• TASKS TO PERFORM:
**A)** In the essay on entropy and economic growth, copy the stretch from "It is regrettable" through "an industrial one." word for word.
**B)** Answer these questions from the essay on entropy and economic growth:
(i) In what year was Newton's Principia Mathematica published?
(ii) Which philosopher is quoted on men desiring to be richer than other men?
(iii) What does entropy measure, according to the essay?
START PAGE TEXT
Our modern scientific and technological world is built on a belief in the autonomy of natural systems and the unbounded resourcefulness of science and technology as tools to understand the universe. Our faith in these systems, once thought liberating, has brought us pollution, a defoliated and ravaged wilderness, and nuclear threat, all symptoms of an environmental crisis that puts our existence and life on earth in jeopardy.
The golden age of science that ushered in the industrial revolution began with Copernicus, who in the early 1500s set in motion a series of inquiries that culminated with the publication in 1687 of Sir Isaac Newton’s Principia Mathematica. Scientific explanation spread widely, permeating the social fabric of western society and the globe. Science would free us from the burdens of scarcity and help us conquer nature. Our productivity and consumption would increase.
They certainly did, and we are now in an age of bondage to materialism, in which a focus on self-interest has estranged us from each other and brought us to an environmental precipice. We are working harder and craving more, some of us in an effort to fill an internal emptiness that no level of material consumption will satisfy. The priority we’ve assigned to increased production must be taken away if we are to deal successfully with the fallout bestowed on us so far.
What are we producing? Our modern production mantra emphasizes quantity over quality. This fails to recognize the elementary law of matter, based on the second law of thermodynamics, which is that any productive process is simply an irreversible transformation of low entropy into high entropy. Entropy is the measure of energy no longer available due to its dissipation through over-production. In other words, the greater the level of activity, the less the availability of resources for the future.
It is regrettable that the field of economics has not fully realized its own entropic underpinnings. It might have warned that bigger is not always better. A world intoxicated with the idea of consumption measures progress in quantifiable terms. A larger gross domestic product must go hand in hand with a “better” standard of living. This emphasis on material consumption has led to misguided, false, and sometimes sacrilegious principles of economic development, based on the central role capital is expected to play in transforming a traditional society into an industrial one.
Our faith in science and technology, once thought liberating, has brought us pollution, a defoliated and ravaged wilderness, and nuclear threat, all symptoms of an environmental crisis that puts our existence and life on earth in jeopardy.
Neither the welfare of generations to come nor the deterioration of our delicate ecosystem is an issue for those who pursue such an economic growth model. The phrase “economic development” denotes a specific pattern of production, consumption, and behavior we should all aspire to, whether or not it is qualitatively desirable. Growth-mania is predicated on an anthropocentric view in which everything is sacrificed to attain the growth, even though the process may be built on greed or hedonistic acquisitiveness and there is no culturally sustaining purpose and no distinction between good and bad outcomes.
The English philosopher John Stuart Mill best captured this spirit of greed when he said, “Men do not desire to be rich, but to be richer than other men." In other words, the most covetous among us aren’t satisfied with any level of wealth.
An economic system is shaped by the mores and values of its society, and therein lies hope for the future. We need new values. We must adopt a new paradigm that respects the earth, looks to the future, and concerns itself with equity and sharing. We must go outside the realm of science and examine what kind of economic and political order should prevail.
A society cognizant of the law of entropy would reallocate finite resources towards socially and environmentally responsible uses. The more we use our resources, the less we will have for the future. We should take a hard look at our anthropocentric presumption that we ourselves are the center of the universe, and develop and teach an eschatology that frees us from too much materialism and makes “progress” meaningful.
END PAGE TEXT
START INFORMATION SUPPLIED
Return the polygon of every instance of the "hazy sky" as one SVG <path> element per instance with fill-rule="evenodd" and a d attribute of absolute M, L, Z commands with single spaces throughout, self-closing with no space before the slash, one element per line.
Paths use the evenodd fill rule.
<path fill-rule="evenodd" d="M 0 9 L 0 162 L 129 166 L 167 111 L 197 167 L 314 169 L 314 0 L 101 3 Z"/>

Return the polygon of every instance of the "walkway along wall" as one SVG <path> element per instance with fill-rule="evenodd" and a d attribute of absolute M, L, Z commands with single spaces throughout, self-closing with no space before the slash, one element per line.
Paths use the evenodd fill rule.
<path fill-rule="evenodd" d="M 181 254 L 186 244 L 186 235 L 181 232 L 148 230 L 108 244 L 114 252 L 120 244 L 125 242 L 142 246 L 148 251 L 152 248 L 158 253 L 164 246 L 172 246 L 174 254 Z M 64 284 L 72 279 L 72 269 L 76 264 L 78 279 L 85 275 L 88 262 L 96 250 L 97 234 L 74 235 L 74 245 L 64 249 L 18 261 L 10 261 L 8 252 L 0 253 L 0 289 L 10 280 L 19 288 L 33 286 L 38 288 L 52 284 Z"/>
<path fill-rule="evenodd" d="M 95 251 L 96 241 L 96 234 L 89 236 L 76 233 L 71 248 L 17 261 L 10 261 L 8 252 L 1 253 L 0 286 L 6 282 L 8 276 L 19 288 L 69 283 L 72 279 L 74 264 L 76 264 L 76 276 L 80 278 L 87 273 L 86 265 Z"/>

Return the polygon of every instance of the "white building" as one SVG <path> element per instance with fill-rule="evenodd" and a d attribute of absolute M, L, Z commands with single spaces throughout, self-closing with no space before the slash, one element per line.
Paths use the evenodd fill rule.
END INFORMATION SUPPLIED
• EXPECTED RESPONSES:
**A)**
It is regrettable that the field of economics has not fully realized its own entropic underpinnings. It might have warned that bigger is not always better. A world intoxicated with the idea of consumption measures progress in quantifiable terms. A larger gross domestic product must go hand in hand with a “better” standard of living. This emphasis on material consumption has led to misguided, false, and sometimes sacrilegious principles of economic development, based on the central role capital is expected to play in transforming a traditional society into an industrial one.

**B)**
(i) 1687
(ii) John Stuart Mill
(iii) Energy no longer available due to its dissipation through over-production